Source records:
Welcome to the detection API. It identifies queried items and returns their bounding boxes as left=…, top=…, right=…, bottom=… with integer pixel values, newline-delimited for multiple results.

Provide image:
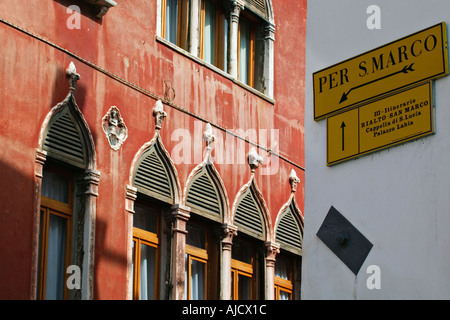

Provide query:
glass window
left=37, top=169, right=72, bottom=300
left=200, top=0, right=228, bottom=71
left=185, top=222, right=208, bottom=300
left=203, top=0, right=216, bottom=64
left=274, top=255, right=294, bottom=300
left=132, top=202, right=159, bottom=300
left=162, top=0, right=190, bottom=50
left=238, top=19, right=252, bottom=85
left=231, top=238, right=257, bottom=300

Given request:
Return every one of the lines above verbatim, leaving the picture out of your reply.

Answer for this exercise:
Welcome to the detection API. It identifies queried items and returns their bounding boxes as left=…, top=…, right=…, bottom=… with integer pixel values, newline-delimited for multiple results.

Provide image:

Provide query:
glass window
left=37, top=169, right=72, bottom=300
left=200, top=0, right=228, bottom=71
left=185, top=222, right=208, bottom=300
left=203, top=0, right=216, bottom=64
left=274, top=255, right=294, bottom=300
left=132, top=202, right=159, bottom=300
left=162, top=0, right=190, bottom=50
left=238, top=19, right=252, bottom=85
left=231, top=238, right=257, bottom=300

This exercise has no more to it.